▶ **TO DO**
Give the records again in full, exactly as they are.

------ DATA FOR REVIEW

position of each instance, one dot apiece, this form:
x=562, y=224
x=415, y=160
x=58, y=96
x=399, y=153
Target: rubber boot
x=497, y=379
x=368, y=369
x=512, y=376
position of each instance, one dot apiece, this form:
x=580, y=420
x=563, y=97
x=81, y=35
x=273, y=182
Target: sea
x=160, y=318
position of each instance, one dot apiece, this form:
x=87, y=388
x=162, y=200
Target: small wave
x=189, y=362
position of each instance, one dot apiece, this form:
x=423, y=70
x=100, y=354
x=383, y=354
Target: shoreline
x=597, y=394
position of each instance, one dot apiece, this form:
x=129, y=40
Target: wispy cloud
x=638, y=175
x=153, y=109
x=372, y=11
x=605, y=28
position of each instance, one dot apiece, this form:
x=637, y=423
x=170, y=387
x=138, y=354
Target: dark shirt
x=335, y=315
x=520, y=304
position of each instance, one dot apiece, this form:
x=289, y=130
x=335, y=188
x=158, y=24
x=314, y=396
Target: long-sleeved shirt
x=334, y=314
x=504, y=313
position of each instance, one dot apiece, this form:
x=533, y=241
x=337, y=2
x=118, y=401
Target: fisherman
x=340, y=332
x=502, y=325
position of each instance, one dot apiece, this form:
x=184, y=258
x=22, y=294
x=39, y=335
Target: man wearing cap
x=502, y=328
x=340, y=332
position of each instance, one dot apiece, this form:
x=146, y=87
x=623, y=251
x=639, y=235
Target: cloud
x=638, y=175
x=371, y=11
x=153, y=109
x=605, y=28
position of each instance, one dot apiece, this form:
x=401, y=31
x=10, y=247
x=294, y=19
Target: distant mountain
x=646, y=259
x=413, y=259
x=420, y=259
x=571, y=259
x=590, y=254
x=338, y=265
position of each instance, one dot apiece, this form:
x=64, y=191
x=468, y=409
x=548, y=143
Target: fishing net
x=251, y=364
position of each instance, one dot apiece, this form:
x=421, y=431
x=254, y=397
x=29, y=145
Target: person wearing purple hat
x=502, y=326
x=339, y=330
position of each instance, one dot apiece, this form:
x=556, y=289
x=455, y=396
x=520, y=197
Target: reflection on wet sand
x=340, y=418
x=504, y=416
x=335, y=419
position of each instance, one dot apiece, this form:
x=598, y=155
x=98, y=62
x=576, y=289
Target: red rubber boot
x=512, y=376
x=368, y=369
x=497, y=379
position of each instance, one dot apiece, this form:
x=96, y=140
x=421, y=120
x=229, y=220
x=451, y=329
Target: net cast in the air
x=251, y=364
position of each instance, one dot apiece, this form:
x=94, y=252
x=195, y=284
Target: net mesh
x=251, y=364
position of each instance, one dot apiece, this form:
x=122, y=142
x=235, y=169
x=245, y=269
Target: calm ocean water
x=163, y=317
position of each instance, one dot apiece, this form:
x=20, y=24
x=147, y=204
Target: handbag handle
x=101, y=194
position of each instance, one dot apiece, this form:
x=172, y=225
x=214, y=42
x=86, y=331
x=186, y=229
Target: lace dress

------------

▶ **RESPONSE**
position of each instance, one dot apiece, this form:
x=562, y=224
x=415, y=160
x=58, y=96
x=399, y=153
Target: rubber boot
x=497, y=379
x=368, y=369
x=512, y=376
position of each instance, one dot apiece, this form:
x=580, y=420
x=563, y=97
x=81, y=35
x=273, y=182
Target: sea
x=160, y=318
position of each instance, one dot apiece, this form:
x=87, y=388
x=162, y=200
Target: small wave
x=189, y=362
position of each instance, one dot apiece, this form:
x=423, y=70
x=100, y=354
x=383, y=354
Target: shoreline
x=597, y=394
position of each instance, one dot apiece, this form:
x=129, y=40
Target: wispy cloud
x=638, y=175
x=153, y=109
x=372, y=11
x=605, y=28
position of each instance, one dot apiece, this form:
x=637, y=423
x=170, y=387
x=138, y=354
Target: dark shirt
x=335, y=315
x=520, y=304
position of each instance, one dot apiece, this form:
x=289, y=130
x=335, y=188
x=158, y=24
x=314, y=396
Target: long-sleeved shirt
x=334, y=314
x=504, y=313
position of each instance, one dot apiece, this form:
x=533, y=241
x=337, y=2
x=118, y=401
Target: fisherman
x=340, y=332
x=502, y=325
position of each instance, one dot apiece, this form:
x=184, y=258
x=22, y=294
x=39, y=335
Target: man wearing cap
x=502, y=328
x=340, y=332
position of each instance, one dot apiece, this form:
x=146, y=87
x=623, y=251
x=639, y=235
Target: cloud
x=638, y=175
x=371, y=11
x=153, y=109
x=605, y=28
position of each instance, one dot apiece, this form:
x=401, y=31
x=10, y=247
x=294, y=19
Target: distant mountain
x=646, y=259
x=413, y=259
x=420, y=259
x=571, y=259
x=590, y=254
x=338, y=265
position of each instance, one dot apiece, this form:
x=64, y=191
x=468, y=409
x=548, y=143
Target: fishing net
x=251, y=364
position of each instance, one dot apiece, this form:
x=421, y=431
x=254, y=397
x=29, y=145
Target: person wearing purple hat
x=502, y=326
x=339, y=330
position of each instance, one dot apiece, this form:
x=556, y=289
x=455, y=396
x=520, y=197
Target: reflection on wet sand
x=340, y=418
x=504, y=416
x=335, y=419
position of each instance, one dot apiece, this form:
x=598, y=155
x=98, y=62
x=576, y=289
Target: red rubber boot
x=512, y=376
x=368, y=369
x=497, y=379
position of each instance, one dot apiece, this form:
x=96, y=140
x=421, y=120
x=229, y=220
x=451, y=329
Target: net cast in the air
x=251, y=364
position of each instance, one dot apiece, this form:
x=94, y=252
x=195, y=284
Target: net mesh
x=251, y=364
position of each instance, one dot apiece, this form:
x=122, y=142
x=235, y=169
x=245, y=269
Target: calm ocean water
x=163, y=317
position of each instance, one dot apiece, this form:
x=20, y=24
x=147, y=204
Target: handbag handle
x=101, y=194
position of each instance, one dot apiece, this form:
x=172, y=225
x=214, y=42
x=86, y=331
x=186, y=229
Target: lace dress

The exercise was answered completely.